[RECORDS FOR THIS TASK]:
============================================================

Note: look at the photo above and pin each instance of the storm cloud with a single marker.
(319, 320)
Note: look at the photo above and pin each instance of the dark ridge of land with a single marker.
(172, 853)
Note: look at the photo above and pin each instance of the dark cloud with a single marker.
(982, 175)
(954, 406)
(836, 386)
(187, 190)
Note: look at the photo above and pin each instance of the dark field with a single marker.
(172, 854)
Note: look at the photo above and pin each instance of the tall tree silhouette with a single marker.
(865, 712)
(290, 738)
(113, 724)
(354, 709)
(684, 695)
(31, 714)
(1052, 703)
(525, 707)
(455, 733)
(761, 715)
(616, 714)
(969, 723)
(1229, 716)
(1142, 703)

============================================================

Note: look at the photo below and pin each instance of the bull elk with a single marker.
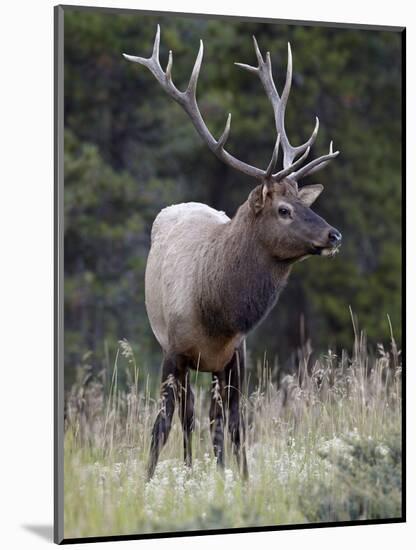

============================================================

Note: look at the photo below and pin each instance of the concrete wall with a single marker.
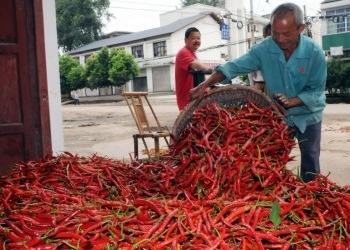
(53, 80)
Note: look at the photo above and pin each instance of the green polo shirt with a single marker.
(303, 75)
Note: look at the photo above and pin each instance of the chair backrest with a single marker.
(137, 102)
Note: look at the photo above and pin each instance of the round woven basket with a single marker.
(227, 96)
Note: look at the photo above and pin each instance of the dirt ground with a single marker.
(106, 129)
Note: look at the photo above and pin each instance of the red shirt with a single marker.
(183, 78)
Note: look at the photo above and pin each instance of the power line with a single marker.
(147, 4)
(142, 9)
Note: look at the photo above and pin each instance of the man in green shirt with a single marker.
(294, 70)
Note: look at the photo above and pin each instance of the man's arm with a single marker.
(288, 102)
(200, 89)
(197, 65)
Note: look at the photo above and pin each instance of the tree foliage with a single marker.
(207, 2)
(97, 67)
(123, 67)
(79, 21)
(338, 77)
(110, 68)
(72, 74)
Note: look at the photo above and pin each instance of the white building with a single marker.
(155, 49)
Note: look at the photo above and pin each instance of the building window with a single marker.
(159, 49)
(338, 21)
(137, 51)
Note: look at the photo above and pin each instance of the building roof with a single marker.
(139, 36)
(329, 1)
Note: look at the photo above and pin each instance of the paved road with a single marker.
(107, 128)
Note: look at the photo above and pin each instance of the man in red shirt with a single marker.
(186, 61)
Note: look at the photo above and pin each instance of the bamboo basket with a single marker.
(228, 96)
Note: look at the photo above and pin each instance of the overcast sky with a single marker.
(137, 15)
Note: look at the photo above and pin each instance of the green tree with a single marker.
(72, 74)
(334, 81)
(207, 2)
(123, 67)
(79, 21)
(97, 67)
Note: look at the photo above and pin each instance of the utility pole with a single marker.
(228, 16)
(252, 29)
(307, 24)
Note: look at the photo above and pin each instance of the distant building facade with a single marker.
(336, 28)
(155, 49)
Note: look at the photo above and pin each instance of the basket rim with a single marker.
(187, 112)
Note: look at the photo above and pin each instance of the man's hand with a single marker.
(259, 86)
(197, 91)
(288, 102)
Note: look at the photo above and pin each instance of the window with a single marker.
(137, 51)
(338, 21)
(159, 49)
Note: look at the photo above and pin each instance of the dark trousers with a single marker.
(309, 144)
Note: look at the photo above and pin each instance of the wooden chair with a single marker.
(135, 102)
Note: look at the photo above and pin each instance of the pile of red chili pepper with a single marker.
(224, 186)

============================================================

[CHALLENGE]:
Copy the lines above verbatim, starting at the line that contains "storm cloud with a single marker." and ending at the line that contains "(1142, 703)", both of those included.

[WRITTEN SOLUTION]:
Note: look at the photo above and pin each instance of the storm cloud with a single marker.
(319, 320)
Note: look at the photo above and pin each instance of the dark ridge of land with a single marker.
(172, 853)
Note: look at the photo above and pin each instance of the dark cloud with a single marker.
(982, 175)
(954, 406)
(836, 386)
(187, 190)
Note: look at the photo above and pin each instance of the dark field with a single marker.
(172, 854)
Note: look at the photo above and pin each instance of the tall tree silhouette with a single marker.
(865, 712)
(290, 738)
(113, 724)
(354, 709)
(684, 695)
(31, 714)
(1052, 703)
(525, 707)
(455, 733)
(761, 715)
(616, 714)
(969, 723)
(1229, 716)
(1142, 703)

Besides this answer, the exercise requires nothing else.